> **Supplied records**

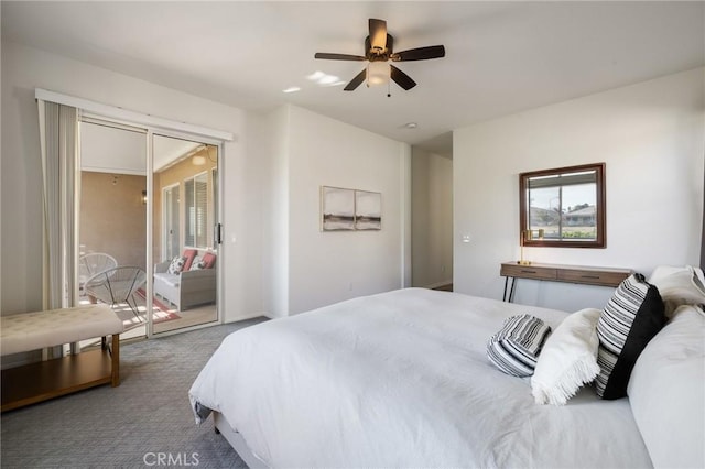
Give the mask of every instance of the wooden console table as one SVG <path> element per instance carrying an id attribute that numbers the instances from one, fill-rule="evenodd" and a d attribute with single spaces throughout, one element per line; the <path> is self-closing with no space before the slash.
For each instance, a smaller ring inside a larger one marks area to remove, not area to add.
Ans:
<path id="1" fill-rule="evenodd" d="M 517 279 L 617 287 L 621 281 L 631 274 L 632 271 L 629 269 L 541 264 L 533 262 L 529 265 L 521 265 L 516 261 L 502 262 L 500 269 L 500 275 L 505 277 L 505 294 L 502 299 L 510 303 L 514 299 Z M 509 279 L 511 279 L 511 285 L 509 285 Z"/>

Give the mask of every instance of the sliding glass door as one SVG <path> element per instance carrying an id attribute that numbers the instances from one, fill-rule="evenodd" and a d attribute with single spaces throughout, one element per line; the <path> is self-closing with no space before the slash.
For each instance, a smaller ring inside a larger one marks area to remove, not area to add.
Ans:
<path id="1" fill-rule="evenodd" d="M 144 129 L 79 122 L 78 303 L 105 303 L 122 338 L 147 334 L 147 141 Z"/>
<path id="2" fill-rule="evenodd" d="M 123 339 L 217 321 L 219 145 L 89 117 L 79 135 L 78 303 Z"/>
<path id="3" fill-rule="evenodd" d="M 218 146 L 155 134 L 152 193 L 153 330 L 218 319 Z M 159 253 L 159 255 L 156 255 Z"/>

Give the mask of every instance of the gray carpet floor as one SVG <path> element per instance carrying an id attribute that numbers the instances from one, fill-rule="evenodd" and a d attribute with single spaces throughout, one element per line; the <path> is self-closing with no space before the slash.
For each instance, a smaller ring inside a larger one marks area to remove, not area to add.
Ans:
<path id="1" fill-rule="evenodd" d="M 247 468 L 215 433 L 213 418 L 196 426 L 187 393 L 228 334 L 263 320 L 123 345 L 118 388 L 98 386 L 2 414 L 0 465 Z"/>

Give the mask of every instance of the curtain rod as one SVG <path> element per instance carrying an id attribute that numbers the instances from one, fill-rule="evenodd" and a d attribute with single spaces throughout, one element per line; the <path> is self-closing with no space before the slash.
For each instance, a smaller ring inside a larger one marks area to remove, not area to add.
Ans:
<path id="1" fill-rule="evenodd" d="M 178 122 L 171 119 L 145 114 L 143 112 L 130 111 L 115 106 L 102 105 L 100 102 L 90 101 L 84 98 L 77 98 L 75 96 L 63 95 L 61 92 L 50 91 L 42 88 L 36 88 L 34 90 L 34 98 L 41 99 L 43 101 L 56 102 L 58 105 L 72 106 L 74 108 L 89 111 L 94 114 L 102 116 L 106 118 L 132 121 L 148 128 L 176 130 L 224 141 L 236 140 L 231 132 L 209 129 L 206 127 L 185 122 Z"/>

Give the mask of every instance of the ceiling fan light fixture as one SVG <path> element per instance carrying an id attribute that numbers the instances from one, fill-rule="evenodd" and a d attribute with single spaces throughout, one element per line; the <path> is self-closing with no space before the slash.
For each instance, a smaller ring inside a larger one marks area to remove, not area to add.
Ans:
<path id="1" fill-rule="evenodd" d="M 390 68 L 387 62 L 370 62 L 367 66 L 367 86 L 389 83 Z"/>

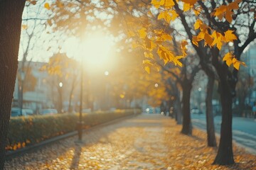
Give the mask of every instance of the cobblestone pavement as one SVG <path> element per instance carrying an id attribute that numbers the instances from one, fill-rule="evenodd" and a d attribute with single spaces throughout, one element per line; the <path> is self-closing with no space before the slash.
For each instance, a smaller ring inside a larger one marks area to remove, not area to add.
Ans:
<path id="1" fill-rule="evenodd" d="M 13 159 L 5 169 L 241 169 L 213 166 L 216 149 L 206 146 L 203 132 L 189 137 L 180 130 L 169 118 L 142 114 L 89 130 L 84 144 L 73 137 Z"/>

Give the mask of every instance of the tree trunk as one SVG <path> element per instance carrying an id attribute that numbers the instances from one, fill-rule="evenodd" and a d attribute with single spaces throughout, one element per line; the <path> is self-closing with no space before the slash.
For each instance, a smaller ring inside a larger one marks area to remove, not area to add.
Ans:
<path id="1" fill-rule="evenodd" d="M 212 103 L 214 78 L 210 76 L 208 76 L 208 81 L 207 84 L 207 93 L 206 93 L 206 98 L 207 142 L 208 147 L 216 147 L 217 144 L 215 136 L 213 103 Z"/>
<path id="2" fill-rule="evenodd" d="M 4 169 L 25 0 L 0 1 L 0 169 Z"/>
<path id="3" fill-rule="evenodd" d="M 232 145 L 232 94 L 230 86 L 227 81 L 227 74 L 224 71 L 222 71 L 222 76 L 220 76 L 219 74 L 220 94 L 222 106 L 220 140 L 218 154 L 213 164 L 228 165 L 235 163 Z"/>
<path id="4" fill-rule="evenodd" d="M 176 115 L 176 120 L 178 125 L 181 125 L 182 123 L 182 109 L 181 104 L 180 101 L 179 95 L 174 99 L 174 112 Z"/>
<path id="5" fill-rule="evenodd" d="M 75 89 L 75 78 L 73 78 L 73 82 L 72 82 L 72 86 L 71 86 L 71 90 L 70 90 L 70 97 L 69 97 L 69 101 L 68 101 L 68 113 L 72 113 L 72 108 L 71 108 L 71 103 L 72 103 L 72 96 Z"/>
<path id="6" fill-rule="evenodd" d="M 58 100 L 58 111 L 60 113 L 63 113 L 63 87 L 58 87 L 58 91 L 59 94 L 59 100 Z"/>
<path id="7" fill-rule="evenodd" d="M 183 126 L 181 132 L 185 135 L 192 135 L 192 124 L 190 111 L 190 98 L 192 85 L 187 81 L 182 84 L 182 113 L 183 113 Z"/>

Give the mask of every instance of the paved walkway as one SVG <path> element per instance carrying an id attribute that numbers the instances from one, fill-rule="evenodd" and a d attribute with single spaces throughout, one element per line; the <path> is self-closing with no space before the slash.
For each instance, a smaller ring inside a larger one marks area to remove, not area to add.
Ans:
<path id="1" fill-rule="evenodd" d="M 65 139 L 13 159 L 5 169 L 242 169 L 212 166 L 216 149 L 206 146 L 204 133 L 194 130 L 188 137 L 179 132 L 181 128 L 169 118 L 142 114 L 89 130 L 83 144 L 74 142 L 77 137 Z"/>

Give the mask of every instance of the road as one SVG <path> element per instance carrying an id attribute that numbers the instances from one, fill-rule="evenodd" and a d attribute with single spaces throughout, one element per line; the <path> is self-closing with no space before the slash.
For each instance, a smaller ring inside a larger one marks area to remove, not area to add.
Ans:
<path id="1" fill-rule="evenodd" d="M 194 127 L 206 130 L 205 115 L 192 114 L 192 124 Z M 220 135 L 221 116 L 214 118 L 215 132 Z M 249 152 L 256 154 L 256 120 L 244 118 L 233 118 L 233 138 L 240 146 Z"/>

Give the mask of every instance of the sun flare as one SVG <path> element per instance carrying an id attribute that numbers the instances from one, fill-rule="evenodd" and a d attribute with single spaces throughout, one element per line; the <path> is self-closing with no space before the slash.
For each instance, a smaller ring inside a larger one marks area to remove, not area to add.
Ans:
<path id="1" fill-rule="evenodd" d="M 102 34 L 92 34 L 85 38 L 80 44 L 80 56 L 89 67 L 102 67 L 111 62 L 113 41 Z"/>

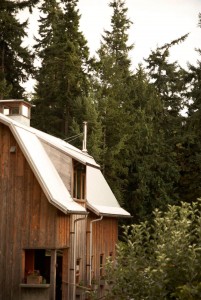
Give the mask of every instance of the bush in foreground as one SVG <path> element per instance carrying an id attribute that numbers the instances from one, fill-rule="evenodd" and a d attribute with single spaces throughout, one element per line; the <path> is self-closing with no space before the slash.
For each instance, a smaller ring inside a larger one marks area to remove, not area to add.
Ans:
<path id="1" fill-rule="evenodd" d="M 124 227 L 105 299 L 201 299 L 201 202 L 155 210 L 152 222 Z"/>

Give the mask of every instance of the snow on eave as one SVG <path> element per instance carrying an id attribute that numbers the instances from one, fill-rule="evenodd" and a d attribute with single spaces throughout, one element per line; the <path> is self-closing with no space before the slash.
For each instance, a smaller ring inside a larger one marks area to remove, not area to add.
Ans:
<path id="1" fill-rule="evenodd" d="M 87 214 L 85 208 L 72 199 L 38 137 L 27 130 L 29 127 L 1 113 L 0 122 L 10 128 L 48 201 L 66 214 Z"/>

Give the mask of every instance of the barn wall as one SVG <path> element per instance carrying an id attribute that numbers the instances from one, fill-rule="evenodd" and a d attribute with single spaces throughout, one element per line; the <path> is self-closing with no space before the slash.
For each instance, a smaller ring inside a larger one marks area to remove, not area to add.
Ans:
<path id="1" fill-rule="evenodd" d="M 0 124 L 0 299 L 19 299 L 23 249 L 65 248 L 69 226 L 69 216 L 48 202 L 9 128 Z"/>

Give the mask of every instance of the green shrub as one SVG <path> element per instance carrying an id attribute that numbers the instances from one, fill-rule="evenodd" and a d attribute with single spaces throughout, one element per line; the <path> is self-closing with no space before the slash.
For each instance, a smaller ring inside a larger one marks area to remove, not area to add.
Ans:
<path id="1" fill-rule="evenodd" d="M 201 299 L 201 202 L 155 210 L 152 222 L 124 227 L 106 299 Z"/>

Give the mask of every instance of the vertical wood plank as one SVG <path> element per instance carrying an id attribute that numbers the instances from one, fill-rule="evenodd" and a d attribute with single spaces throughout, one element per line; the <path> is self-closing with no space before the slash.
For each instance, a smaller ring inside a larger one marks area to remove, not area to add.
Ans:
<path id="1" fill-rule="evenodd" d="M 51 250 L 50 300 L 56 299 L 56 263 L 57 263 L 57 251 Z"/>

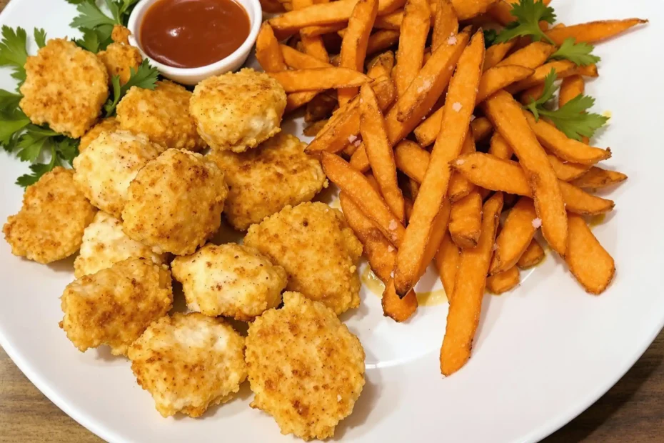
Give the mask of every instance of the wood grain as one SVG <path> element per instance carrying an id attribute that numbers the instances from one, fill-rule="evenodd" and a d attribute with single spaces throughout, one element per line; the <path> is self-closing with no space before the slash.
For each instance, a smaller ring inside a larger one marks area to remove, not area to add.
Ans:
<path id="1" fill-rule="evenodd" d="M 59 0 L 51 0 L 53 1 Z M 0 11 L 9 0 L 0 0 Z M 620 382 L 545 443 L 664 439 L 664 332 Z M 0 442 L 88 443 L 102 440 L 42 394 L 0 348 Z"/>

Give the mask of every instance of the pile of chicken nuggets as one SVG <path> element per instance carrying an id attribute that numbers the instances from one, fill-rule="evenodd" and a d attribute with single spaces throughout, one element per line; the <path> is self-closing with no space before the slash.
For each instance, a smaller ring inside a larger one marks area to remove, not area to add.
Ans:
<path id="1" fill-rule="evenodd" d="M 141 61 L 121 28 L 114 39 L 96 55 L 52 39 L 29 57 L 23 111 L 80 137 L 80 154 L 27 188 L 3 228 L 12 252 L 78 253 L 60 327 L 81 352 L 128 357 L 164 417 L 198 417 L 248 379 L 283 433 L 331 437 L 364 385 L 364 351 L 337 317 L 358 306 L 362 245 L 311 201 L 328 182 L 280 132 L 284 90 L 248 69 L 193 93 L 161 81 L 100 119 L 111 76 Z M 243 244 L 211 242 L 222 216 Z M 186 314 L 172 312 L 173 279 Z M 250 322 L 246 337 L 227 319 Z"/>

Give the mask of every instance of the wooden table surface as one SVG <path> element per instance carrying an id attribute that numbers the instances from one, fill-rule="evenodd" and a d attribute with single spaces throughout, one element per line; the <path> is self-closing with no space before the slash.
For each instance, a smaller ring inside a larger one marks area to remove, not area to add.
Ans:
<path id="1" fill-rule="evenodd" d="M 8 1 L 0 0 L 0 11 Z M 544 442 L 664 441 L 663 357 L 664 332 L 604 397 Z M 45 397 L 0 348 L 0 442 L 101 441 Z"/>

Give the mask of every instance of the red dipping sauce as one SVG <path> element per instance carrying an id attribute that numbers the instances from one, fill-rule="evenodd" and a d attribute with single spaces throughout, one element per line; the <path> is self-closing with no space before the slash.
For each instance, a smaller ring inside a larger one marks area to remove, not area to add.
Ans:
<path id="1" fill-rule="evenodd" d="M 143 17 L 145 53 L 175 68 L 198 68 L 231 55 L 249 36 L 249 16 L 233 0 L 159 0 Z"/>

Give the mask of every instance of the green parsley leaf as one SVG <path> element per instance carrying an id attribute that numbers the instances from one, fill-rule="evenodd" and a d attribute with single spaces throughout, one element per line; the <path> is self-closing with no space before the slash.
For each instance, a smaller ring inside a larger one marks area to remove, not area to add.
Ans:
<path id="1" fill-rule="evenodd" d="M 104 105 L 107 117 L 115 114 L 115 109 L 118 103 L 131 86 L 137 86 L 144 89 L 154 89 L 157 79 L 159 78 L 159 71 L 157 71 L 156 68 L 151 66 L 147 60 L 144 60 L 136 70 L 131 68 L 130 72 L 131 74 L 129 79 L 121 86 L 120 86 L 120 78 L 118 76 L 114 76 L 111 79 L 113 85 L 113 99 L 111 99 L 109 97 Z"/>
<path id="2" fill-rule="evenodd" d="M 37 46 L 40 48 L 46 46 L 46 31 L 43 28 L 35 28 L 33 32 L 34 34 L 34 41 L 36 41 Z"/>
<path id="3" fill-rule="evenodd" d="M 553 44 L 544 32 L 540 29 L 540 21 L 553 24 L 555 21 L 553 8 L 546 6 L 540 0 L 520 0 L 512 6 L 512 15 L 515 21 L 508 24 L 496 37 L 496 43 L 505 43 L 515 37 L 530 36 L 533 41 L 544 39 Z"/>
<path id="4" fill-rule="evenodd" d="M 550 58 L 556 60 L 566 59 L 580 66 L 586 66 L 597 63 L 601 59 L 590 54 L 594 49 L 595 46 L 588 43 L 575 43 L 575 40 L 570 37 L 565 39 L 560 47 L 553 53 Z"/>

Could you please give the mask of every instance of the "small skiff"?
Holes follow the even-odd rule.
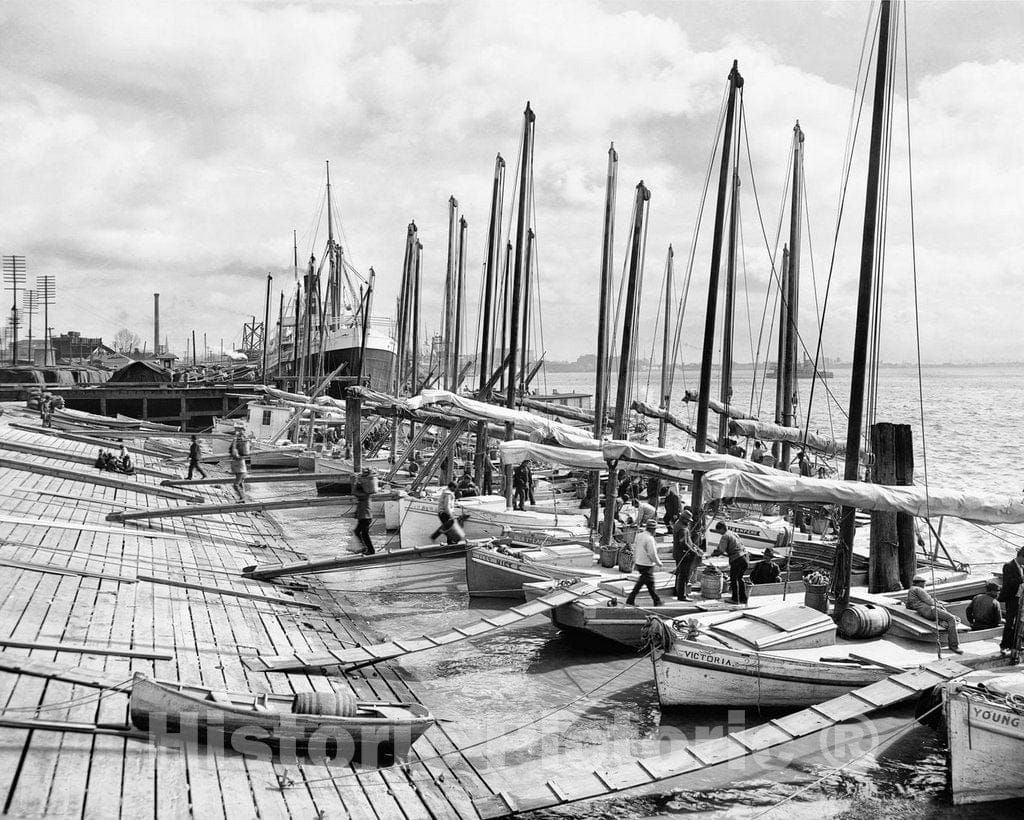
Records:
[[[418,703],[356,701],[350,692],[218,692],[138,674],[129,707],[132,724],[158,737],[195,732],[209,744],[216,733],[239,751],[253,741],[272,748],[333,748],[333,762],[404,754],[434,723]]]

> **What you are asked to do**
Starting at the line that contains "Give the mask of every instance of the wood grain" and ending at the line that contains "141 61 L 121", set out those lines as a numbered list, leaving out any blank lines.

> **Exercise solution**
1. Give the mask of every instance of the wood grain as one SVG <path> element per instance carrying an id attribute that numbers the instances from one, fill-rule="evenodd" and a d attribute with single spaces throughout, one element per line; the <path> is self-closing with no space before the slash.
2. For each instance, a smaller ring inside a larger one marks area to remove, not area to add.
3. Ans:
4. <path id="1" fill-rule="evenodd" d="M 59 0 L 51 0 L 53 1 Z M 0 11 L 9 0 L 0 0 Z M 620 382 L 545 443 L 664 439 L 664 332 Z M 0 442 L 88 443 L 102 440 L 42 394 L 0 348 Z"/>
5. Give the mask of every instance of the pile of chicken nuggets as one SVG <path> element per instance carrying an id attribute that numbers the instances from one, fill-rule="evenodd" and a d attribute with single spaces throughout, one element per line; the <path> is self-closing with no space before the slash.
6. For each instance, a smaller ring inside a larger one marks area to remove, not area to add.
7. Ans:
8. <path id="1" fill-rule="evenodd" d="M 141 61 L 121 28 L 114 39 L 96 55 L 52 39 L 29 57 L 23 111 L 80 137 L 80 154 L 27 188 L 3 228 L 12 252 L 78 253 L 60 327 L 81 352 L 128 357 L 164 417 L 198 417 L 248 379 L 283 433 L 331 437 L 364 385 L 364 351 L 337 317 L 358 306 L 362 245 L 311 201 L 328 182 L 280 132 L 284 90 L 248 69 L 193 93 L 161 81 L 100 119 L 111 76 Z M 243 244 L 211 242 L 222 216 Z M 186 314 L 172 312 L 173 279 Z M 250 322 L 246 337 L 227 319 Z"/>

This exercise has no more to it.